Passage:
========================
Every single time was difficult and challenging. Each one of them brought a theme that picked off where the last left off. What I worked on was a range of things: from physical ailments, to letting go of attachments and facing fears, to purging out BS in the mind, to spiritual ailments spanning across multiple lifetimes. I had to work through a lot of internal resistance. There were training in a variety of things at a variety of levels of being. It did not help that there was something within me that drove me to keep coming back, like I'm hurrying to make it. There was period where, by the next ceremony rolls around, I forgotten the initial suffering and I have fond memories of the peak. By the time I got to the most recent one I participated in, I could intuitively tell when I was going to work a lot.
========================
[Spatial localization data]
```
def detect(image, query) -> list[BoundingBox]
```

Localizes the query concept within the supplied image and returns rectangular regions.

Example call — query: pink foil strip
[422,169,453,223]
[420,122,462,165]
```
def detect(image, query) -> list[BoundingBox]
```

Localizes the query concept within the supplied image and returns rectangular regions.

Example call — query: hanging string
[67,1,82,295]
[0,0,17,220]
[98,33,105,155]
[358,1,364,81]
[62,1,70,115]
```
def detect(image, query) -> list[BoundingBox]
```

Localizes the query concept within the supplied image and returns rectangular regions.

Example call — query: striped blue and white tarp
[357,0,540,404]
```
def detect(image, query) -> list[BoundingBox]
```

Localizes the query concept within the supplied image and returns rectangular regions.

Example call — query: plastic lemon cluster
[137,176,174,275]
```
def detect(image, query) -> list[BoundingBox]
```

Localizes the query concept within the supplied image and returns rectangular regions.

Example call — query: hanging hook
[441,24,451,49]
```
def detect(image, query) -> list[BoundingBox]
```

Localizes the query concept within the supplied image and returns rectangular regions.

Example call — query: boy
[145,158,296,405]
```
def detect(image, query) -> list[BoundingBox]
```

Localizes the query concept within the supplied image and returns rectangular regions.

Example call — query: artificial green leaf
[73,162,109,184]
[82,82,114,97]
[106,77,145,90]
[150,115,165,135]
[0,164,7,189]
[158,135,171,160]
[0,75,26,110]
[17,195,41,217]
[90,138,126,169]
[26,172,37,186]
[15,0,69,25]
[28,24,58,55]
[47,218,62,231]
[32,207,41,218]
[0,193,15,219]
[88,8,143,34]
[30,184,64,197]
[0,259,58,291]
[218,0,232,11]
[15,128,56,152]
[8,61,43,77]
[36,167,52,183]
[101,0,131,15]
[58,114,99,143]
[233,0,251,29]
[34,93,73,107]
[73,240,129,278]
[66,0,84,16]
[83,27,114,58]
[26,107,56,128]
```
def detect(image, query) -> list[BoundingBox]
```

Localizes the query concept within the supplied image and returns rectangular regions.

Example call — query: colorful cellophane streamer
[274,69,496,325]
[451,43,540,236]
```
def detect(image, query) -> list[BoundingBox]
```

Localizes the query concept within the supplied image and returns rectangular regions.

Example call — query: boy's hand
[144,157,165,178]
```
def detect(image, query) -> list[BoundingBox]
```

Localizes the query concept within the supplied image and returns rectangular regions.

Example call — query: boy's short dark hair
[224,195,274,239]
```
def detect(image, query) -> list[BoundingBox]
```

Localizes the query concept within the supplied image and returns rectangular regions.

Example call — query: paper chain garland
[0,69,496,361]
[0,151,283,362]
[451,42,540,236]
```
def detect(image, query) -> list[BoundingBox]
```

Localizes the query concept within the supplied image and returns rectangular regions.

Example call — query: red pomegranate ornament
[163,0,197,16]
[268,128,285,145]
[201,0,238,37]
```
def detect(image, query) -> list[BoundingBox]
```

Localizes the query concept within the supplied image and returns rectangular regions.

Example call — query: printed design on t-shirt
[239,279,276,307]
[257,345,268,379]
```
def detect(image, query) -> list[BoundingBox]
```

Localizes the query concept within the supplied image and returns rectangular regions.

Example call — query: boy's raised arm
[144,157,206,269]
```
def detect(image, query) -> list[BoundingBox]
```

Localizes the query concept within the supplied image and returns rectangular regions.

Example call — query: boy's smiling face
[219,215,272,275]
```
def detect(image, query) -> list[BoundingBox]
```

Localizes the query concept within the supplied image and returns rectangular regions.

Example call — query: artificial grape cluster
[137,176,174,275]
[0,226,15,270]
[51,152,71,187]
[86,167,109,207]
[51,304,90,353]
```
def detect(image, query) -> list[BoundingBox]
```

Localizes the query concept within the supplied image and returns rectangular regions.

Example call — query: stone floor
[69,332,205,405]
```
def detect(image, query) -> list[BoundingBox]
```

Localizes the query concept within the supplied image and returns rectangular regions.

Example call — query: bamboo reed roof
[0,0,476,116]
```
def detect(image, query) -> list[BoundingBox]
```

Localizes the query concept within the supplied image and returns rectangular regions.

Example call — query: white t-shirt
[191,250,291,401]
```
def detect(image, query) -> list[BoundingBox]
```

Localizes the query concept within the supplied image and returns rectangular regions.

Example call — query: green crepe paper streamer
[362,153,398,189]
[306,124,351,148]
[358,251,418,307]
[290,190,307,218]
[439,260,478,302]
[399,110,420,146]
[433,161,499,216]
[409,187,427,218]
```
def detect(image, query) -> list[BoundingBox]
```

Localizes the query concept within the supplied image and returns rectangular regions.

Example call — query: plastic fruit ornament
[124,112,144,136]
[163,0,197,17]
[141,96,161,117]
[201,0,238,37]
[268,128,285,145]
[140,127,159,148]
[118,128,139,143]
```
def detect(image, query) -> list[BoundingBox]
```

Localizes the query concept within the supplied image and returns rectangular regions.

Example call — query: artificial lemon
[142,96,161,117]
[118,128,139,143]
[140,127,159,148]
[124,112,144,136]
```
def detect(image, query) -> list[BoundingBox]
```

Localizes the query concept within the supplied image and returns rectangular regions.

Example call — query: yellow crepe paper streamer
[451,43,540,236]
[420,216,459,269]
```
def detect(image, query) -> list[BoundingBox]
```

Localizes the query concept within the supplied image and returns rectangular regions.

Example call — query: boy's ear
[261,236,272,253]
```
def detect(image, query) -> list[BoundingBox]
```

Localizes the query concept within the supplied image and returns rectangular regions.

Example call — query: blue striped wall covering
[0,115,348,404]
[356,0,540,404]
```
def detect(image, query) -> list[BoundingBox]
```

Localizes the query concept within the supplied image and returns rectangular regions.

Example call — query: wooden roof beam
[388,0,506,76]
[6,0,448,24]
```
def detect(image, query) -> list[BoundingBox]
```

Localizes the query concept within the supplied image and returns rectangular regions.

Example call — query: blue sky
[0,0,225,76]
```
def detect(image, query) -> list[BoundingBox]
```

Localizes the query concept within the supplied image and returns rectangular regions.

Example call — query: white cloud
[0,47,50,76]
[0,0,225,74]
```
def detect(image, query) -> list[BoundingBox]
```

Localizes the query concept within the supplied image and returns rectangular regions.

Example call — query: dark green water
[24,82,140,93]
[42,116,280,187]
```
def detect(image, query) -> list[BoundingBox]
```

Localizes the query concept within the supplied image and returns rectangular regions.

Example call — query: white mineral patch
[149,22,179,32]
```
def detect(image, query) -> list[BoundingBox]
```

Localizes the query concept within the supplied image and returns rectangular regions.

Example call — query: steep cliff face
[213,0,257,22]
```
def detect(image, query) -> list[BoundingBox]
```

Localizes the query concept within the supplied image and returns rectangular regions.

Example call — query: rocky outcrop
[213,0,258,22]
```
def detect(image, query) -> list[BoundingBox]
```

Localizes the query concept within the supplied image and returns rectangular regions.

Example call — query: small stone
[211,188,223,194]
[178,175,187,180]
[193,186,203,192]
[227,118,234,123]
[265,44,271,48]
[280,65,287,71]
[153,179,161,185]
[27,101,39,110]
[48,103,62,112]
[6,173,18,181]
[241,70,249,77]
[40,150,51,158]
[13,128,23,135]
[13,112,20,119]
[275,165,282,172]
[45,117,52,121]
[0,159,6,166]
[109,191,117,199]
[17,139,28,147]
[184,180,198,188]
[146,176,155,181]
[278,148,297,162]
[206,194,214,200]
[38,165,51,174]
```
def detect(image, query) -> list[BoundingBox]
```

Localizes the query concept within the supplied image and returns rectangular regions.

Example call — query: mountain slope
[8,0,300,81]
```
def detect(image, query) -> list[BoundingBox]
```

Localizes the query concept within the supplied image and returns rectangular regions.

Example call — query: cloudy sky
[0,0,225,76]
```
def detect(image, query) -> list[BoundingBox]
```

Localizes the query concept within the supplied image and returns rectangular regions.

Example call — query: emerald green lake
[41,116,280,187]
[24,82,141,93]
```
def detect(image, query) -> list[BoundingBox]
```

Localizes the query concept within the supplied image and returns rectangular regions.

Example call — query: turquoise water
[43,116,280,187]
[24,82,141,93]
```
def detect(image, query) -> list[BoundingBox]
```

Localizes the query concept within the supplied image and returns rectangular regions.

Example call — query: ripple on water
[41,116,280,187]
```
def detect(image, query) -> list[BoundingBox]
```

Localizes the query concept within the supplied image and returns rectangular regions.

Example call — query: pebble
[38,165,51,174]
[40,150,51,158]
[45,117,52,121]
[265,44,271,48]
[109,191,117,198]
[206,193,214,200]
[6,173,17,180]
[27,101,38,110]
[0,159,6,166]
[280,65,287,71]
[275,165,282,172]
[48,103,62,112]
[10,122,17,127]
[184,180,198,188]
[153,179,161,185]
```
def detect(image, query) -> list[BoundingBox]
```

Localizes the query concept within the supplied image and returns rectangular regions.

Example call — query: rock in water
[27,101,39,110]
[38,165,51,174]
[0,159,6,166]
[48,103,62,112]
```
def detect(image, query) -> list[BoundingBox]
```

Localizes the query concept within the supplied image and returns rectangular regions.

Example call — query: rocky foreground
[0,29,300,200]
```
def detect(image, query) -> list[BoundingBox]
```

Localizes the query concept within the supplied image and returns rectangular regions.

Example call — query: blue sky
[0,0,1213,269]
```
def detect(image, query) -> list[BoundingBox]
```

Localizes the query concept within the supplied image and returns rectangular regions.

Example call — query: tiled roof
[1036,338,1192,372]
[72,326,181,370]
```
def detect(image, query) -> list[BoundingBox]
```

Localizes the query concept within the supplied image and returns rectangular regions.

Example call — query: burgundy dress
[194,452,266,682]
========================
Exercises:
**1)** List every thing the writer of the passage about the ceremonies names as having been worked on.
**2)** Answer these questions from the passage about the ceremonies:
(a) What two words does the writer use to describe every single time?
(b) Through what did the writer have to work a lot?
(c) By the most recent ceremony, what could the writer intuitively tell?
**3)** Carry on the passage about the ceremonies, starting after its final sentence.

Results of the tasks:
**1)**
- Physical ailments
- Letting go of attachments
- Facing fears
- Purging out BS in the mind
- Spiritual ailments spanning across multiple lifetimes

**2)**
(a) Difficult and challenging.
(b) Internal resistance.
(c) When the writer was going to work a lot.

**3)**
My experiences are atypical and intense. I am sensitive to it, and it took a while to figure out where the right dosage was for me. Every person's experience and work is going to be unique to them, even if it might fall into broad, general patterns.

I'm currently on hiatus, and will probably be getting back into it... well, when the time is right again. In the meantime, I've been keeping up with my daily practices of meditation and sometimes chanting, getting into the darker spaces of my being, when necessary. If anything, my experiences in the ceremonies taught me to have courage to look. And although the hiatus was due to external circumstances, I'm training to access these visionary states without taking the medicine directly.